EXERCISE
Print verbatim every line starting at the one that contains "Where can the tree line" and ending at the final line of the records; include both endpoints.

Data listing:
-.-.-

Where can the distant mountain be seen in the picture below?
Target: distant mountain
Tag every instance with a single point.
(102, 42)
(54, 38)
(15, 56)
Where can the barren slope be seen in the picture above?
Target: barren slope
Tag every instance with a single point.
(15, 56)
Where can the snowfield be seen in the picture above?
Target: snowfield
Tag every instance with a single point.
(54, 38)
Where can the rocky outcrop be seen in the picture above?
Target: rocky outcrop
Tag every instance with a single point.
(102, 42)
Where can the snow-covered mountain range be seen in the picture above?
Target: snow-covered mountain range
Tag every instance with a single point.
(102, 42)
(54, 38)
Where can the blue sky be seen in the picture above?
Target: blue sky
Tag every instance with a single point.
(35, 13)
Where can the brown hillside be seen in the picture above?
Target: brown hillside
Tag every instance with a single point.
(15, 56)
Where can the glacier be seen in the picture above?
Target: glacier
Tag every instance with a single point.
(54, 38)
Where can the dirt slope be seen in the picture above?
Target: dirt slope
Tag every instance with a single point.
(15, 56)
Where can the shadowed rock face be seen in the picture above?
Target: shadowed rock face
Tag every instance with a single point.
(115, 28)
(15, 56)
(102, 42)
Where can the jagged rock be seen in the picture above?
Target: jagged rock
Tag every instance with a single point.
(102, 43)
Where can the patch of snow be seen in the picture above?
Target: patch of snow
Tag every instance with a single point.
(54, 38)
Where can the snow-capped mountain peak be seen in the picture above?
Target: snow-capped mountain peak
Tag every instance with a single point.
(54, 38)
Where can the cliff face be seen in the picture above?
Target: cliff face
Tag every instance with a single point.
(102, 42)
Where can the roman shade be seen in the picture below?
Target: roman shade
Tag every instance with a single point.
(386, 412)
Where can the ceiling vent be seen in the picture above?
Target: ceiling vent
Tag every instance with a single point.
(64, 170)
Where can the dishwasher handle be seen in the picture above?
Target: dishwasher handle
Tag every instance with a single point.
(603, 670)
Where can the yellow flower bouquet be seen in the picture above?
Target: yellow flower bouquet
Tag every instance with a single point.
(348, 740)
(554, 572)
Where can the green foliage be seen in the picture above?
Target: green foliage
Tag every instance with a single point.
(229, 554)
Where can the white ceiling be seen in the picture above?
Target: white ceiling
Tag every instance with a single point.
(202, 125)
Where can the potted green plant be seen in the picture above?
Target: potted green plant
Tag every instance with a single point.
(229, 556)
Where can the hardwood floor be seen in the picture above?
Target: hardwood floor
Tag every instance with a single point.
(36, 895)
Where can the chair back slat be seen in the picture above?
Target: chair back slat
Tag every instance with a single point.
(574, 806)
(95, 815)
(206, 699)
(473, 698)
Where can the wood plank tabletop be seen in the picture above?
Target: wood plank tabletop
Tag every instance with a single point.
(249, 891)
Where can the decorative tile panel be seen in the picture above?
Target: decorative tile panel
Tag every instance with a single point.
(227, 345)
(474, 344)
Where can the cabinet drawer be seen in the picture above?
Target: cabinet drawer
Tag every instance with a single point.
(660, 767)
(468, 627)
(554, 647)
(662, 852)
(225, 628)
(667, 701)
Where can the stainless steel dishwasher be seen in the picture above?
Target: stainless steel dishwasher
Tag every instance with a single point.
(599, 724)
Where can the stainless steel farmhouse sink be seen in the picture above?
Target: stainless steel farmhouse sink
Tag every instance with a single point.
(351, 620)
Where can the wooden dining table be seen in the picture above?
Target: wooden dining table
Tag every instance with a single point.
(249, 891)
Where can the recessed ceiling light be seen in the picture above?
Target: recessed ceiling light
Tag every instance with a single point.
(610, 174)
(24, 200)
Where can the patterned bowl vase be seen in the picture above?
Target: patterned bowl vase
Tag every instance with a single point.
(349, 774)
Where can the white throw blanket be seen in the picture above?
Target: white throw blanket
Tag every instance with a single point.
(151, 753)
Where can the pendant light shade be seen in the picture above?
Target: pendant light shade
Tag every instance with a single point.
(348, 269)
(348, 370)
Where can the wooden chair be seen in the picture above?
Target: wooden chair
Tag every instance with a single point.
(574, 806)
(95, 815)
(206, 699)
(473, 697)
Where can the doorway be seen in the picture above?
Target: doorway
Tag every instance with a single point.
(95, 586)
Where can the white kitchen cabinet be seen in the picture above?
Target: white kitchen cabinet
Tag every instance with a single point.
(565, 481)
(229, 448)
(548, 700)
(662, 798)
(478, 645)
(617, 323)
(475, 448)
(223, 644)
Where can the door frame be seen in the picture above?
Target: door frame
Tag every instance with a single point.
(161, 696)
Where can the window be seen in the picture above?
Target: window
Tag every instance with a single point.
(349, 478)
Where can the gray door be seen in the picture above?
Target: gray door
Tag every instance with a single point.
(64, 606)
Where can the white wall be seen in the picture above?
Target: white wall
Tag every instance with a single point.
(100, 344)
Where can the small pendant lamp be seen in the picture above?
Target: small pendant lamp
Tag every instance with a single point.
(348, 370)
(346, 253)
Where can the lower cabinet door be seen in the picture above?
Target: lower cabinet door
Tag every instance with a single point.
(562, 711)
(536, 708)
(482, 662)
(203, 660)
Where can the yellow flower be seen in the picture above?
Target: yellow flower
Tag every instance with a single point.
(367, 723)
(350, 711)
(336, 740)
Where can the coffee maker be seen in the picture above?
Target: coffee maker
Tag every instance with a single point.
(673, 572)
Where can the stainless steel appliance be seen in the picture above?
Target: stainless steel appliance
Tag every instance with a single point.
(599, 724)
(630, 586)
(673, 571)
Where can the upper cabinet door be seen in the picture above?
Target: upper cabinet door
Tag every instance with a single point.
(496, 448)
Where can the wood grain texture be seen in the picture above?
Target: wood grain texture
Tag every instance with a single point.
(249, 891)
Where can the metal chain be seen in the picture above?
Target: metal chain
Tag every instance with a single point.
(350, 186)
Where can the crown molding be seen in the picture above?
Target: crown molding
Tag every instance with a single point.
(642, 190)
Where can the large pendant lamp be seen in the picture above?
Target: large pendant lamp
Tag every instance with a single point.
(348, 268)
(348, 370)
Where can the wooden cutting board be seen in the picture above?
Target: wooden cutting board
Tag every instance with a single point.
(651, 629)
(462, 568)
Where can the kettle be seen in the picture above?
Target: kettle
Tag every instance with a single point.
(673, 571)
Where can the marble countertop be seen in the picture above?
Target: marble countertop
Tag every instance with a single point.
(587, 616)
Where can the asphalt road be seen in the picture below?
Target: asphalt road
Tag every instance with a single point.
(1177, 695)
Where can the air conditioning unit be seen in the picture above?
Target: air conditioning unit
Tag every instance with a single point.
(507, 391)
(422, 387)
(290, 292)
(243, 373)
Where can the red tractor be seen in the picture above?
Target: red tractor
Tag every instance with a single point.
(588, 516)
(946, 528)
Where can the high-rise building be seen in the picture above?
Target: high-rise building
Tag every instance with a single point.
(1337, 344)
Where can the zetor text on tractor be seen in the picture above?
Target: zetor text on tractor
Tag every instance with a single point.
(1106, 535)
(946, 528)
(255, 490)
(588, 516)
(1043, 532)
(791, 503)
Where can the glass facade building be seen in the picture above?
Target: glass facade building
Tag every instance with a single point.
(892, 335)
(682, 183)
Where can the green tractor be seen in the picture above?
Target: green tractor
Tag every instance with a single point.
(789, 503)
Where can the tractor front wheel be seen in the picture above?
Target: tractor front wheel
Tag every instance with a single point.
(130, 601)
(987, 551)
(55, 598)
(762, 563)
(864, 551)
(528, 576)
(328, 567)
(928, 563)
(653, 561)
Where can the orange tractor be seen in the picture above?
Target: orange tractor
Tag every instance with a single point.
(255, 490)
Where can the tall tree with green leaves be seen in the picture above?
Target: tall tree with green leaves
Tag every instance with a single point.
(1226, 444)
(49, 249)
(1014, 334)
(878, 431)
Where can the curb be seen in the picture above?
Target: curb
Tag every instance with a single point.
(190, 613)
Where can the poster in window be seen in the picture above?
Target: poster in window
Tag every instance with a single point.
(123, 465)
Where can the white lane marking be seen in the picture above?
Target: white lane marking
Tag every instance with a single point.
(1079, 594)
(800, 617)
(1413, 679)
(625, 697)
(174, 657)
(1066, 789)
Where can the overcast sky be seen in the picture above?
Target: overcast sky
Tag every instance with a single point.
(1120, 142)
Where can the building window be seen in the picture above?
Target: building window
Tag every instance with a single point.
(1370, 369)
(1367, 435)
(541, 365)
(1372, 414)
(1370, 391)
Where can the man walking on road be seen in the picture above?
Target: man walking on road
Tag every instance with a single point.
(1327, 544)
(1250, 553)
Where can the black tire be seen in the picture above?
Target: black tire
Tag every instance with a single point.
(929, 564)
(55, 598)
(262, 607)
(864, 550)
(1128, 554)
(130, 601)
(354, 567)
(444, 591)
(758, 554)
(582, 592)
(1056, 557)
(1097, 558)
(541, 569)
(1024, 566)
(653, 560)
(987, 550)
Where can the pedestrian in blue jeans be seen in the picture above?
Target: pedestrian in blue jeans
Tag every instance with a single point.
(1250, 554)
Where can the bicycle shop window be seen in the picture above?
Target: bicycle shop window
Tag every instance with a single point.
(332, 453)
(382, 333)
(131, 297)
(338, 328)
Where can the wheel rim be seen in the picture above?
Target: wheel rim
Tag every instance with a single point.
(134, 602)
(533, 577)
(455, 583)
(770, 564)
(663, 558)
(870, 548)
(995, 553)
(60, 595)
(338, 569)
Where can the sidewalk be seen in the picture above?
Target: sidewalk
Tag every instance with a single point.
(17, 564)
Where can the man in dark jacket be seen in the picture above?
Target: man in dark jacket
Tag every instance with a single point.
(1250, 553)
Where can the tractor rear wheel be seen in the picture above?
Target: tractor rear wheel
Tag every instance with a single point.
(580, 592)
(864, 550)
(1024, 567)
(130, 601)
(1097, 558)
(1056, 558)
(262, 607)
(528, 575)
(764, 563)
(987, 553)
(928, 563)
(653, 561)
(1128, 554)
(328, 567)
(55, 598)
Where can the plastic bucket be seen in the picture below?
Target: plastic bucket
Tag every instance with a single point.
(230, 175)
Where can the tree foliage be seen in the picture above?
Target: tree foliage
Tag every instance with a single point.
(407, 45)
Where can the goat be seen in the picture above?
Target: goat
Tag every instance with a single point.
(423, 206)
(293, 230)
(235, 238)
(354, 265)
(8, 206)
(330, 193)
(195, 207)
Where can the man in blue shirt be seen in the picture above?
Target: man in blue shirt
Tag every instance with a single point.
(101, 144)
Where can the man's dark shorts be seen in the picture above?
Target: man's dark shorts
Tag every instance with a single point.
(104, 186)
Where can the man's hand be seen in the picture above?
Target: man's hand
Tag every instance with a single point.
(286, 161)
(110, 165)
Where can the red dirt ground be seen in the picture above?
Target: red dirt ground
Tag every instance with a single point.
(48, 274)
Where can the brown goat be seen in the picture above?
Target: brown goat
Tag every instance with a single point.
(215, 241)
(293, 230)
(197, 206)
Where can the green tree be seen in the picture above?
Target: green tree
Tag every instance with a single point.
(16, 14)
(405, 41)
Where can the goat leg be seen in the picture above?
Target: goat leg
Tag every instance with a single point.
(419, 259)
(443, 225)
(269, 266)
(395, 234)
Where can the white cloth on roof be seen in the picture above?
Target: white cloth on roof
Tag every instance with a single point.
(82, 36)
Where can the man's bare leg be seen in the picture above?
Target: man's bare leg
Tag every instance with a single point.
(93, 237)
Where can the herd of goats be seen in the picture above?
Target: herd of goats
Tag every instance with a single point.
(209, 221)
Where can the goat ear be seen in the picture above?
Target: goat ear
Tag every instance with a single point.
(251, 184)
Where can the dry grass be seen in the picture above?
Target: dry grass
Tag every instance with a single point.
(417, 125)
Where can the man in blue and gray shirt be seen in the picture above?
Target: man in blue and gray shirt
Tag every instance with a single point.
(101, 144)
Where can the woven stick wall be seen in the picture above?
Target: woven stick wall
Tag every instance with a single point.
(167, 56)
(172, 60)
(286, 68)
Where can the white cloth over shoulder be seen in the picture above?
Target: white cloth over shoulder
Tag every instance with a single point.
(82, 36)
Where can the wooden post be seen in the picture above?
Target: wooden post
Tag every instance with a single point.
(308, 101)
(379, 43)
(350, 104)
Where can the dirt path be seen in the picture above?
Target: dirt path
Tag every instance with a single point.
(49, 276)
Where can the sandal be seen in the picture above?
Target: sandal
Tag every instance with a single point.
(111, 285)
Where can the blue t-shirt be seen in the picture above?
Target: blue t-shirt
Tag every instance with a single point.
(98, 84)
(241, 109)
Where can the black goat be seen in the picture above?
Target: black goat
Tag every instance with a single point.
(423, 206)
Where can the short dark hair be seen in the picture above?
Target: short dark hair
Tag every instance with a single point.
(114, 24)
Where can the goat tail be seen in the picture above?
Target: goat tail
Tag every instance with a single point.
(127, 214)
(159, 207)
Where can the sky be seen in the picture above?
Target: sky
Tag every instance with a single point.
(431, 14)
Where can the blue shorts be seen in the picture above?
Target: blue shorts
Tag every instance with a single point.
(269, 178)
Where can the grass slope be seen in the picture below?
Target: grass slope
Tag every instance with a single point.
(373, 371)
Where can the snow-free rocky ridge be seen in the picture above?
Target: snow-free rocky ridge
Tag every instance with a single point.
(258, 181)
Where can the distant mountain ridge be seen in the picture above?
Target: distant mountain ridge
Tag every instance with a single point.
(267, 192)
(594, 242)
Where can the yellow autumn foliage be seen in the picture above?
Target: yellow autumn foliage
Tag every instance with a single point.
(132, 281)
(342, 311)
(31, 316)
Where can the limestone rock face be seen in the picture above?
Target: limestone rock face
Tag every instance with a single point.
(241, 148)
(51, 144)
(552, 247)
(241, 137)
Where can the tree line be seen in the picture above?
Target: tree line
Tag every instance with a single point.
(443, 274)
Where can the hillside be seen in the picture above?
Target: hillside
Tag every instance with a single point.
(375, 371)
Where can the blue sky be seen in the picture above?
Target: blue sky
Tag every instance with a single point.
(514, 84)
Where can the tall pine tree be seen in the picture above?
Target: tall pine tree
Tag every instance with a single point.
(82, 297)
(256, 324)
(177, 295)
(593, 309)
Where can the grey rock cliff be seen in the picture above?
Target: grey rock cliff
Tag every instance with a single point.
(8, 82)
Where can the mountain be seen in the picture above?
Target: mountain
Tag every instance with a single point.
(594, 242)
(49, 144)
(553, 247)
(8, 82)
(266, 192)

-.-.-

THE SOLUTION
Where can the tree line be seen in the picture above?
Target: tree line
Tag every instance with a single point.
(443, 274)
Where can the hillside be seen in the picture above?
Target: hillside
Tag every instance with a single point.
(375, 371)
Where can the blue sky be seen in the picture above?
Target: blue sky
Tag every instance with a single point.
(514, 84)
Where can the tall pine tree be seen in the picture above?
Target: tall pine tree
Tag every instance with a single point.
(82, 297)
(256, 324)
(177, 295)
(593, 309)
Where can the grey rock cliff be seen in the picture above?
Target: grey rock cliff
Tag every instance with a single point.
(8, 82)
Where can the mountain be seen in the picture above?
Target: mountain
Tag every instance with a single point.
(594, 242)
(49, 144)
(553, 247)
(8, 82)
(266, 192)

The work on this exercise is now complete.